#### PAGE EXCERPT:

Content starts

Borrowers can opt for prepayment of home loan when they have surplus funds, thus saving interest paid under monthly instalments. However, experts caution against overstretching oneself.
Monetary easing does not seem possible in the near future – is what experts who are closely monitoring the actions of the Reserve Bank of India (RBI) predict. Also, it seems that we are slowly moving towards a rising interest rate cycle. So given the current circumstances, would prepaying one’s home loan prove beneficial for the borrowers? If a home-owner has surplus funds should s/he pour all the money in prepaying his/her loan and get rid of his/her debt? Let’s get these questions decoded from the experts.
What is prepayment of home loan?
“When an individual opts for a home loan, the tenure for the repayment in the form of EMIs ranges from 10 to 30 years; hence, prepayment of the home loan means that the borrower pays an amount far greater than the EMI, thereby reducing the principal amount,” says Rituraj Verma, Partner, Nisus Finance.
Make an informed decision
According to Harshil Mehta, JMD and CEO, DHFL, one must consider the following factors before deciding to prepay one’s home loan:
RBI/NHB have waived off prepayment penalty, foreclosure charges and exit fees for individual borrowers. But there is a penalty if a loan is sanctioned on ‘fixed-rate’ basis.
Immediate funding needs: It is advisable to be apprised of any immediate funding needs in terms of emergencies or financial goals to be met before opting for a home loan prepayment.
The stage of the home loan: The interest component in the EMI is highest during the initial stage of the home loan and hence one should prepay their home loan during these stages. Prepayment of loans in the mid-to-late stage may not give the full benefit of saving on interest.
Return on Investment (ROI) vs cost of home loan: When surplus funds are available, a borrower may not be able to decide between prepaying the home loan to save on interest or to invest the funds in another financial instrument. In this case, it is important to compare the cost of prepayment with returns earned from investments. If the returns earned are higher than the home loan interest, then it is better to invest the surplus funds rather than using the same to prepay your home loan.
Are there any taxation benefits?

Content ends

#### DATA SHOWN:
Content starts

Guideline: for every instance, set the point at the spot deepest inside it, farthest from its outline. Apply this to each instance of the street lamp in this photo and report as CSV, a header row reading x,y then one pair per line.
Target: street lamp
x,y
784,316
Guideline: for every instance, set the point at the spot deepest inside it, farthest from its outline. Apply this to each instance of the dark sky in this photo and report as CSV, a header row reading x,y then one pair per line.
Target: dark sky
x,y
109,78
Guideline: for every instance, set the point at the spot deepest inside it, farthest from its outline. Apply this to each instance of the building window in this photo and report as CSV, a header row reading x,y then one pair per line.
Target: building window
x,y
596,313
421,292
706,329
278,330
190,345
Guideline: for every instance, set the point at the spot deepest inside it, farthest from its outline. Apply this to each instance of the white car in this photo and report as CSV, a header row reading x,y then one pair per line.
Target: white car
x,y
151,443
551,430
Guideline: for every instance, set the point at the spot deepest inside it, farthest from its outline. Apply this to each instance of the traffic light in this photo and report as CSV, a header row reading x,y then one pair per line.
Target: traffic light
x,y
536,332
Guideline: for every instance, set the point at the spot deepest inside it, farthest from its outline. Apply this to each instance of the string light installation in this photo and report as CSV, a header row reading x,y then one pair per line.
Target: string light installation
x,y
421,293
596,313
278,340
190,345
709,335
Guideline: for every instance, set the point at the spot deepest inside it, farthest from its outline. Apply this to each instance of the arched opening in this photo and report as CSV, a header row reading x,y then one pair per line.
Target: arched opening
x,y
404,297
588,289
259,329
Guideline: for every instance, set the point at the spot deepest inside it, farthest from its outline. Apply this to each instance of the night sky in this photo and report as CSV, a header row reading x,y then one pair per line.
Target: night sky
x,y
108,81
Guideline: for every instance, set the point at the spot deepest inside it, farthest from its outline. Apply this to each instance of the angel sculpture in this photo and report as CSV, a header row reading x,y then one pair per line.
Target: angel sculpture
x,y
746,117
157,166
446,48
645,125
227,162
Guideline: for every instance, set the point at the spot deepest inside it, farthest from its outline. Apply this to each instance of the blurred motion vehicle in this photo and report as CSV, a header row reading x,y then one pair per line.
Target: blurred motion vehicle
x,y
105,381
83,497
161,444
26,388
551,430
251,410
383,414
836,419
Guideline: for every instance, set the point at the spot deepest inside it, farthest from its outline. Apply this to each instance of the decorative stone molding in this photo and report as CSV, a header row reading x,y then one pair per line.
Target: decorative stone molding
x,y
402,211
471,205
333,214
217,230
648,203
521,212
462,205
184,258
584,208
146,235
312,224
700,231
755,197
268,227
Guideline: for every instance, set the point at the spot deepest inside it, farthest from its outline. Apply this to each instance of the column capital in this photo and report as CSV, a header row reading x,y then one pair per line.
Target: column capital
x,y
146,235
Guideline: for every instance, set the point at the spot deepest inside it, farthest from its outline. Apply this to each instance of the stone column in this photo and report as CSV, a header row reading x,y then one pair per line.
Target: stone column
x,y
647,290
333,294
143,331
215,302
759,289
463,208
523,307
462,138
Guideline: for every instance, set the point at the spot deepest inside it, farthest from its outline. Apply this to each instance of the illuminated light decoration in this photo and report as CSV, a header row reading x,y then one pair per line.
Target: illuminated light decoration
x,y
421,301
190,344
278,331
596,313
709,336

Content ends

#### ASSIGNMENT:
In the home loan prepayment article, write out everything from "What is prepayment" down to "home loan prepayment.", swapping "emergencies" for "unexpected expenses".

#### FINAL ANSWER:
What is prepayment of home loan?
“When an individual opts for a home loan, the tenure for the repayment in the form of EMIs ranges from 10 to 30 years; hence, prepayment of the home loan means that the borrower pays an amount far greater than the EMI, thereby reducing the principal amount,” says Rituraj Verma, Partner, Nisus Finance.
Make an informed decision
According to Harshil Mehta, JMD and CEO, DHFL, one must consider the following factors before deciding to prepay one’s home loan:
RBI/NHB have waived off prepayment penalty, foreclosure charges and exit fees for individual borrowers. But there is a penalty if a loan is sanctioned on ‘fixed-rate’ basis.
Immediate funding needs: It is advisable to be apprised of any immediate funding needs in terms of unexpected expenses or financial goals to be met before opting for a home loan prepayment.